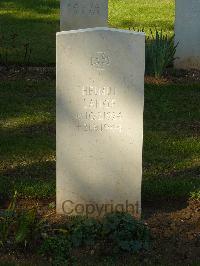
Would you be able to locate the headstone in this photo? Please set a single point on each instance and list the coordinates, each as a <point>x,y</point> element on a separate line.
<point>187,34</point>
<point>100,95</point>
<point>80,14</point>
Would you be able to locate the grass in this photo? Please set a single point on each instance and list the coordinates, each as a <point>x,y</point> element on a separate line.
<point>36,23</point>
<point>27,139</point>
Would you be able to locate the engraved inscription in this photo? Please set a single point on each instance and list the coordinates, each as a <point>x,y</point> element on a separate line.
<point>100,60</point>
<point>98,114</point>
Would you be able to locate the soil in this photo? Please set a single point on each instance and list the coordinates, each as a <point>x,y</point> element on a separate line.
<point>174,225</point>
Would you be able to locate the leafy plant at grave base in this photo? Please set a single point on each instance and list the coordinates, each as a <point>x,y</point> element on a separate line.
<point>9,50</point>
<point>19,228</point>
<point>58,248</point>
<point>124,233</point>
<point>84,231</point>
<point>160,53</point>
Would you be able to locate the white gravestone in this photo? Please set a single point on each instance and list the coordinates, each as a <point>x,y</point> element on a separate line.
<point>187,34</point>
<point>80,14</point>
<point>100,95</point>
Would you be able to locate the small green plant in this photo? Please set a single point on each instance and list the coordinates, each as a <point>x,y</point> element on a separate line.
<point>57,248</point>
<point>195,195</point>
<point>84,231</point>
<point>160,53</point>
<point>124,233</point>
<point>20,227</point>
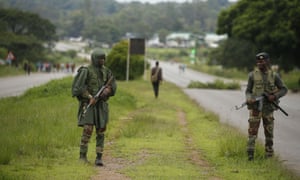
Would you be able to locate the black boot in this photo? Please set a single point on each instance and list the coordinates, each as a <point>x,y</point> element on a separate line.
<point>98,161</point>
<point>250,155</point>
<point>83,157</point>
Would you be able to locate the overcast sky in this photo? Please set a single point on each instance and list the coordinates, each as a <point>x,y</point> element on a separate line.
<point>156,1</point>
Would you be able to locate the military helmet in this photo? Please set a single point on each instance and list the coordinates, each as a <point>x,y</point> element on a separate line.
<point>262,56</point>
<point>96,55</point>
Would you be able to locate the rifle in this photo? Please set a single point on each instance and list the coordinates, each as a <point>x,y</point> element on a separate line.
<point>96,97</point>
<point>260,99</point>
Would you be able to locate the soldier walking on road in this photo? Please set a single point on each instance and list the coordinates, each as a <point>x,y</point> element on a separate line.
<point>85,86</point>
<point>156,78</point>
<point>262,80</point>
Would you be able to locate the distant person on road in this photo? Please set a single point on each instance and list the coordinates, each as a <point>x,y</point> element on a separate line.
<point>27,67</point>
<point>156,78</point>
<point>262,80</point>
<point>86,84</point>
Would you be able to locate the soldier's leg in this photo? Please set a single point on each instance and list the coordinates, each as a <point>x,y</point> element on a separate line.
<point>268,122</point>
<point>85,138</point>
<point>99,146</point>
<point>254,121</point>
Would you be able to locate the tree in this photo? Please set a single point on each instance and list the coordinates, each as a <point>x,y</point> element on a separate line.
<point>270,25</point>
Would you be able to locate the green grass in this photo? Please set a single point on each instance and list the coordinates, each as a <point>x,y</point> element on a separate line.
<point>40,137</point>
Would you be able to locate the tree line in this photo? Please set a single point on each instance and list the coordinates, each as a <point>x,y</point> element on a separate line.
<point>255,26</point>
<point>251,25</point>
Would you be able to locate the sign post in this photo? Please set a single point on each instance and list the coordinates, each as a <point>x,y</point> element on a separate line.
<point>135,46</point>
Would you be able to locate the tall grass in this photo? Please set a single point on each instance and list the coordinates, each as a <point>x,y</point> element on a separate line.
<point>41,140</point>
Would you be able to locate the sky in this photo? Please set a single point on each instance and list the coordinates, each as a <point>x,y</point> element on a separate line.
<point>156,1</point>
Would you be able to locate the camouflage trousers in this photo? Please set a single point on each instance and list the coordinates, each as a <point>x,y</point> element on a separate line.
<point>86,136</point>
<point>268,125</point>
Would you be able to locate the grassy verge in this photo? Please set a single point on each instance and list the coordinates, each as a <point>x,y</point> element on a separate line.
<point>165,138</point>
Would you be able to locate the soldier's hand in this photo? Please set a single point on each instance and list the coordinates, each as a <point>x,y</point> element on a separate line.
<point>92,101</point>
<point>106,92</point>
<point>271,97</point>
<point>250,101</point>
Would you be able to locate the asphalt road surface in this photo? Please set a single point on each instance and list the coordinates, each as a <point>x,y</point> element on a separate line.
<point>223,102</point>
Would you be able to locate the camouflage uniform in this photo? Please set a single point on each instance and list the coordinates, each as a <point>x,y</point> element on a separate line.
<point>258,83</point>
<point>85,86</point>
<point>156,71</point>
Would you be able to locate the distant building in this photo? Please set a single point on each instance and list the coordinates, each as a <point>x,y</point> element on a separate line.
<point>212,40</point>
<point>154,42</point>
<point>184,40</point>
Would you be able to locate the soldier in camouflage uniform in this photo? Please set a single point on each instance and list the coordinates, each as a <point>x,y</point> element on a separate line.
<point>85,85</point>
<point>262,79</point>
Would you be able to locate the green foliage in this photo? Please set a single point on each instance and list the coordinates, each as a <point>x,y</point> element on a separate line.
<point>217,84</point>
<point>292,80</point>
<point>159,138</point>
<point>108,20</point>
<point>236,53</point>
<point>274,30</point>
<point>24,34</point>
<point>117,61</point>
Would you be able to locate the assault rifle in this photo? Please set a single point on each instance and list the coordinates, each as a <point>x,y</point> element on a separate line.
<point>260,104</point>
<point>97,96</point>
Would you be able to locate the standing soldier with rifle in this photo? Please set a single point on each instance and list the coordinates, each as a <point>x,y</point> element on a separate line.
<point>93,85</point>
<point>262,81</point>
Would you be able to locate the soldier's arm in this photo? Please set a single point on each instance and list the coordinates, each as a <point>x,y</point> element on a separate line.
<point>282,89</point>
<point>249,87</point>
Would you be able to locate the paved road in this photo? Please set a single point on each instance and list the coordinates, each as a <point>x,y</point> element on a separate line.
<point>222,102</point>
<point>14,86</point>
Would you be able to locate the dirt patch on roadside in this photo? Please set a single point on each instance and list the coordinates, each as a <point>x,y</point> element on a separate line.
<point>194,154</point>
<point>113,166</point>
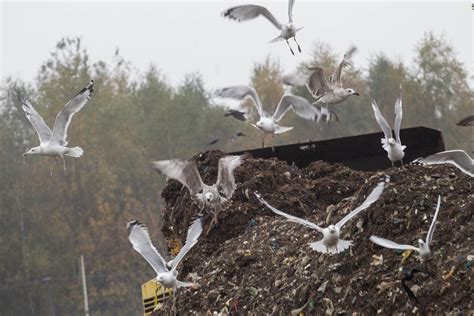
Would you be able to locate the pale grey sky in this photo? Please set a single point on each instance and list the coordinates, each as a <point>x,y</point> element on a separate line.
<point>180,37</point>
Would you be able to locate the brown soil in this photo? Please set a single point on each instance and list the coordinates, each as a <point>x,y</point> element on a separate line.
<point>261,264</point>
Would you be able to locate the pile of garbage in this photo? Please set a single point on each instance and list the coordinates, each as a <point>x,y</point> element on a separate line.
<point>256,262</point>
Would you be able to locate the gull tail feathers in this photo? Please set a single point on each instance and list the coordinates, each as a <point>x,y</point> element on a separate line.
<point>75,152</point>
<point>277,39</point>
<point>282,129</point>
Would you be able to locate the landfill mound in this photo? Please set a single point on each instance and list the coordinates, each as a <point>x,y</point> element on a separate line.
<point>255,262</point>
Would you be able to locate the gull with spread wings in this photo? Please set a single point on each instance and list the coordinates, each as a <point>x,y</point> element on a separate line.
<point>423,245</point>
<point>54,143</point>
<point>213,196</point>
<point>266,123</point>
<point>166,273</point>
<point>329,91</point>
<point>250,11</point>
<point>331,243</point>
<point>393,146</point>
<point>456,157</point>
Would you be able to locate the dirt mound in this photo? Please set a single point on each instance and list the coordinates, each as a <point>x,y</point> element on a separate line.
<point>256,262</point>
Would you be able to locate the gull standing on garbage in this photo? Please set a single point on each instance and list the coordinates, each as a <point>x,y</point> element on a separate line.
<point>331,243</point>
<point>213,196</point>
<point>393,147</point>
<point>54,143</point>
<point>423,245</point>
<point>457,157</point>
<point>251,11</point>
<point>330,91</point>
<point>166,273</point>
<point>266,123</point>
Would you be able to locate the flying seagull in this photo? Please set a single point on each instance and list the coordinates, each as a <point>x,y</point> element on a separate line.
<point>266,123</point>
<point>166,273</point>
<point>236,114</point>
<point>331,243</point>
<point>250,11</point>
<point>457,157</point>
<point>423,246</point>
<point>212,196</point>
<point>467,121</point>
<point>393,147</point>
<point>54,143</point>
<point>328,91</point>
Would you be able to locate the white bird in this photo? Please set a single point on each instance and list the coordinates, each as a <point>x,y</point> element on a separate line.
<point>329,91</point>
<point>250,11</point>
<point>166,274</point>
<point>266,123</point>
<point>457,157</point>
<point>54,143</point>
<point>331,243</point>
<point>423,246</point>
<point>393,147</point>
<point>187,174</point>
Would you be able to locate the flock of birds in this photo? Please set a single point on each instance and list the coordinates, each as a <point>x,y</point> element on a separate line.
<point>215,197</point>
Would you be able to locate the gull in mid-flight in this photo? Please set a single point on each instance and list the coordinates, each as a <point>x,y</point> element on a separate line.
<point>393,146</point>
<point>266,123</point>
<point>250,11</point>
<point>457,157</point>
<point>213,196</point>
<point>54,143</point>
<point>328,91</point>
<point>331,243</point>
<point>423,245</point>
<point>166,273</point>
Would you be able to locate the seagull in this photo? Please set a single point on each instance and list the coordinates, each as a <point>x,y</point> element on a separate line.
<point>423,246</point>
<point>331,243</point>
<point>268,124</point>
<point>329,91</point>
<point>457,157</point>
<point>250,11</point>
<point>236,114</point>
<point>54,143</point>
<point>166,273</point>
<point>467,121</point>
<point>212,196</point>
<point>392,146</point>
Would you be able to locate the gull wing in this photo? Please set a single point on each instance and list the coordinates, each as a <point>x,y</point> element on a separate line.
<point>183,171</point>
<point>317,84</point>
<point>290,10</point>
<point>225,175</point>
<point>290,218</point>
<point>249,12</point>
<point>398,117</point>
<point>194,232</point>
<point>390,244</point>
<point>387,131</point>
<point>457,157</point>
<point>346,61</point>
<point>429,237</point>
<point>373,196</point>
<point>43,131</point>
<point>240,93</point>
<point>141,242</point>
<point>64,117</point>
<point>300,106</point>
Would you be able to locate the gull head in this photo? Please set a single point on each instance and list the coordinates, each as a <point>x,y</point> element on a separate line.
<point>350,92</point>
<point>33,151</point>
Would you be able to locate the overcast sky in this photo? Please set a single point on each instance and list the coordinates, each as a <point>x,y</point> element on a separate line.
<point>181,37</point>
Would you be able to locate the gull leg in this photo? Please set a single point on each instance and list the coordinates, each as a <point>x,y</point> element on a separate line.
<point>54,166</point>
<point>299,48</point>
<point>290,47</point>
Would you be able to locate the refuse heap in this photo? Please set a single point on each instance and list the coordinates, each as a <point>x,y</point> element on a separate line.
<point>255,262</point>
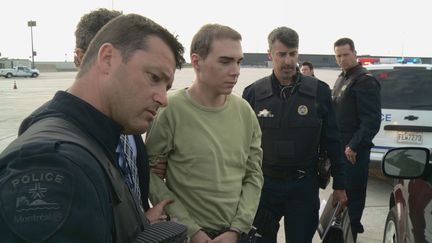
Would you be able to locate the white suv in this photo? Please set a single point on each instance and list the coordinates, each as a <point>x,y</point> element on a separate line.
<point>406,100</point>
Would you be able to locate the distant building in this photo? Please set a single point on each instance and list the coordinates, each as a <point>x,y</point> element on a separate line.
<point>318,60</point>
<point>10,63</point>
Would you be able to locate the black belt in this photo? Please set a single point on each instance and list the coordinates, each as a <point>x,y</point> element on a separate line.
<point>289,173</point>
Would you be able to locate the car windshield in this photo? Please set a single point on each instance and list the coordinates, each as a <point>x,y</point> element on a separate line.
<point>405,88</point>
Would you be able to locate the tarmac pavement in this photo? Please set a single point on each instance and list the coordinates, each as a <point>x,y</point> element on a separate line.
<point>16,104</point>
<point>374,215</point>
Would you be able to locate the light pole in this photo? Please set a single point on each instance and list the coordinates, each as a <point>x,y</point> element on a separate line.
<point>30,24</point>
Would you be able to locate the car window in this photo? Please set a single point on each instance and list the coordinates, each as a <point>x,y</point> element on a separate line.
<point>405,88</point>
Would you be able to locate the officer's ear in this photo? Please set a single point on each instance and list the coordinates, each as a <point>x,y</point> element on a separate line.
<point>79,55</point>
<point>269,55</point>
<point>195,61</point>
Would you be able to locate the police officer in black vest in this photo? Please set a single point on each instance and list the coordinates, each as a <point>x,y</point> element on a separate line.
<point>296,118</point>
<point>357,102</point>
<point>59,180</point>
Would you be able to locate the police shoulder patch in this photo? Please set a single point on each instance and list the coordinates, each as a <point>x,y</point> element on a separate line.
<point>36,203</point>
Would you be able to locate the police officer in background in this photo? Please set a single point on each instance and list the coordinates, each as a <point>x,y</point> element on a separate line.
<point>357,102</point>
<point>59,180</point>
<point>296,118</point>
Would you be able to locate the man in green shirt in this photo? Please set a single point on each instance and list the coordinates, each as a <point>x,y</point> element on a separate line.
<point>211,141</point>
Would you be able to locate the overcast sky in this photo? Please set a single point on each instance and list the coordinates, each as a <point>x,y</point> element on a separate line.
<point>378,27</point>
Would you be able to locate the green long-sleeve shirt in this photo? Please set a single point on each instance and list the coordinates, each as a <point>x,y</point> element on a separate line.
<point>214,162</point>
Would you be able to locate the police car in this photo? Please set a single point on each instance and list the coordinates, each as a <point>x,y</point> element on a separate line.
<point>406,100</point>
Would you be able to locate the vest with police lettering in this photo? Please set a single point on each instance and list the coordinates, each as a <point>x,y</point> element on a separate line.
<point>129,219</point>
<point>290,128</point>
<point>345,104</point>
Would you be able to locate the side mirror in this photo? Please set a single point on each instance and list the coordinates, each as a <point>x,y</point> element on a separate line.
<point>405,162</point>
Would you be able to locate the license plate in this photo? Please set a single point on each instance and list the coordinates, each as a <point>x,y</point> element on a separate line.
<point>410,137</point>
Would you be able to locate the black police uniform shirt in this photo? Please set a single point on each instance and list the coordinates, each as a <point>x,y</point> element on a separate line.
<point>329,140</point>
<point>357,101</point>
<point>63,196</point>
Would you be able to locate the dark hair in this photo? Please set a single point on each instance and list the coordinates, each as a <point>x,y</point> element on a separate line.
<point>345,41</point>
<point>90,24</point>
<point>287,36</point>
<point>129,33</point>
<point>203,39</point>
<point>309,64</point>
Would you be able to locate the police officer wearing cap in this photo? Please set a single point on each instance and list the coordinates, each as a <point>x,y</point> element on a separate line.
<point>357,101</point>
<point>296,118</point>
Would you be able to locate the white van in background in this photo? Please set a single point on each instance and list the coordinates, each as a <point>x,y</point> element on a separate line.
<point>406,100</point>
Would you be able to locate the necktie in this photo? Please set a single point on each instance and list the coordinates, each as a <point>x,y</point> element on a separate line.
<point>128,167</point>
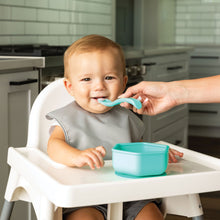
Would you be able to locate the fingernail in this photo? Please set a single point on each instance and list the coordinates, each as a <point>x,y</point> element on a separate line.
- - -
* **What is required**
Copy the lines of the records starting at the one that contains "Would you be able to locate the soldier walking" and ending at the one that contains "<point>86,84</point>", both included, reproducing them precisely.

* **Worked solution**
Would you be able to locate the soldier walking on road in this photo? Please set a single point on each instance and list the coordinates, each as a <point>x,y</point> element on a separate line.
<point>85,86</point>
<point>156,78</point>
<point>262,80</point>
Would you be able to locate the distant person on road in this photo? Please set a single point on each instance and list the coordinates, each as a <point>x,y</point> element on a separate line.
<point>27,67</point>
<point>156,78</point>
<point>262,80</point>
<point>86,84</point>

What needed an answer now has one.